A block of data:
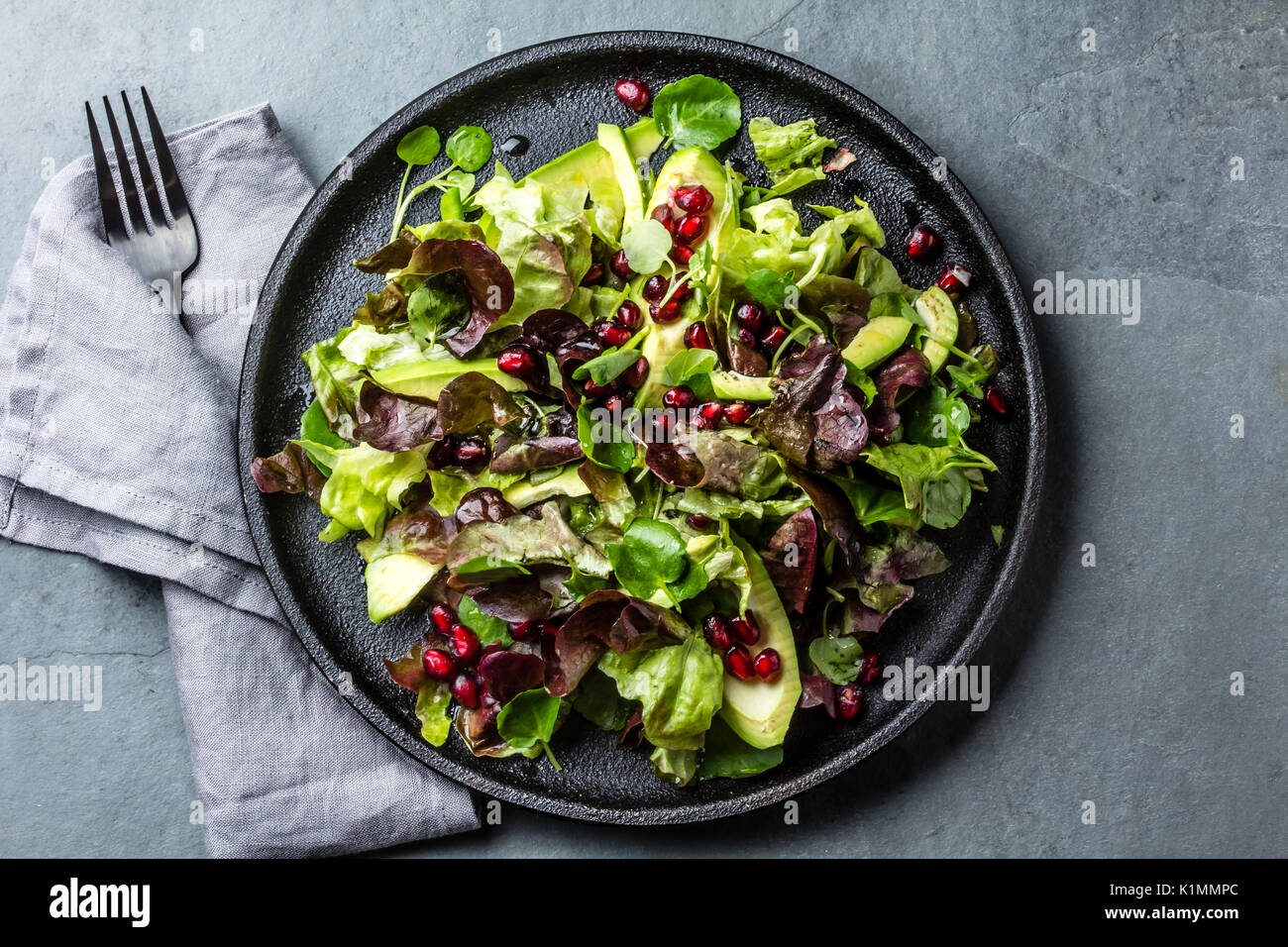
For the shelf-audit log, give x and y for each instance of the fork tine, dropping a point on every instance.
(168, 174)
(114, 226)
(150, 185)
(123, 165)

→ **REQUIREMENTS**
Render every line of the records above as a numbered list, skipping any blank lines and leaving the pictures out.

→ **WRITTEN ANSWER**
1. For the shelf-audit log, give x and y for each instance of the fork tine, dropping a point on every instance.
2. (168, 174)
3. (114, 226)
4. (150, 185)
5. (123, 165)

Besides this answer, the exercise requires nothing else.